* **WORK TO COMPLETE**: Count the lines in the records below that contain the string "pink" and reply with that number alone.

* **SOURCE DATA**:
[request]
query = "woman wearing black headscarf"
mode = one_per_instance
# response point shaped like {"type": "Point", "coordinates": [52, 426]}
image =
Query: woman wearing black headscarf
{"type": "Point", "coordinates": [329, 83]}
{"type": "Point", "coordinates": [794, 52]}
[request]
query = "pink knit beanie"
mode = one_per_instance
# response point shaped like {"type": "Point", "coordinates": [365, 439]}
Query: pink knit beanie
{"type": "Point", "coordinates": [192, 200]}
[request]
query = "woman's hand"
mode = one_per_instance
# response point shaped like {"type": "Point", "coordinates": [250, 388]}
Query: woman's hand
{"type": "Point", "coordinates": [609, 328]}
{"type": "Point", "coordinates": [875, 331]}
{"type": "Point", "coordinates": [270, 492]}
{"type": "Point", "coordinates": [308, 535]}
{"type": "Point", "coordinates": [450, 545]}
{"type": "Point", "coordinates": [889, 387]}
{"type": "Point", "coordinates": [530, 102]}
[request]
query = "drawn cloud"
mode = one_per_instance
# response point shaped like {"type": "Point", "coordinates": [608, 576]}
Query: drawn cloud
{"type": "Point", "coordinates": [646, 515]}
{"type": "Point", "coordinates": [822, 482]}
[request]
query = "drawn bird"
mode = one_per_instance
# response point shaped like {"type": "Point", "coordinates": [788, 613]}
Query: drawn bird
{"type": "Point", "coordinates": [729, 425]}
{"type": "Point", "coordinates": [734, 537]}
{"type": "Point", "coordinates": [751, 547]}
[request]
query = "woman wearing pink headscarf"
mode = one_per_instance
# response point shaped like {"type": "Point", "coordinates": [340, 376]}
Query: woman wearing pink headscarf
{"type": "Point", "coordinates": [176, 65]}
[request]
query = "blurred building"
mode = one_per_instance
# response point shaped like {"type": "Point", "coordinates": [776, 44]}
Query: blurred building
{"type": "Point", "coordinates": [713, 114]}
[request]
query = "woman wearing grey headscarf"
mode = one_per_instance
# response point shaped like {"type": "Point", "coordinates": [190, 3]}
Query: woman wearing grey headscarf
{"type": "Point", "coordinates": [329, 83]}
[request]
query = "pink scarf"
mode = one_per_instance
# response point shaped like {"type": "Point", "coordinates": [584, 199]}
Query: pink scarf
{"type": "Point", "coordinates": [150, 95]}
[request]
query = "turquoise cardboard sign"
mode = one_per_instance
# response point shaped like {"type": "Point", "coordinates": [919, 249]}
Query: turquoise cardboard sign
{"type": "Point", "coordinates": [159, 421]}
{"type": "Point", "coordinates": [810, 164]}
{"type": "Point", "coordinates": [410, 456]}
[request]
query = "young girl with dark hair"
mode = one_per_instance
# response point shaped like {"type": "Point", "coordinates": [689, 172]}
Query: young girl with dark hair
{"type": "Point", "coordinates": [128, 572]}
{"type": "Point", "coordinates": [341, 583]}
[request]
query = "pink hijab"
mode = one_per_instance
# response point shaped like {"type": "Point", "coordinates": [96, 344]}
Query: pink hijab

* **COMPLETE OUTPUT**: 8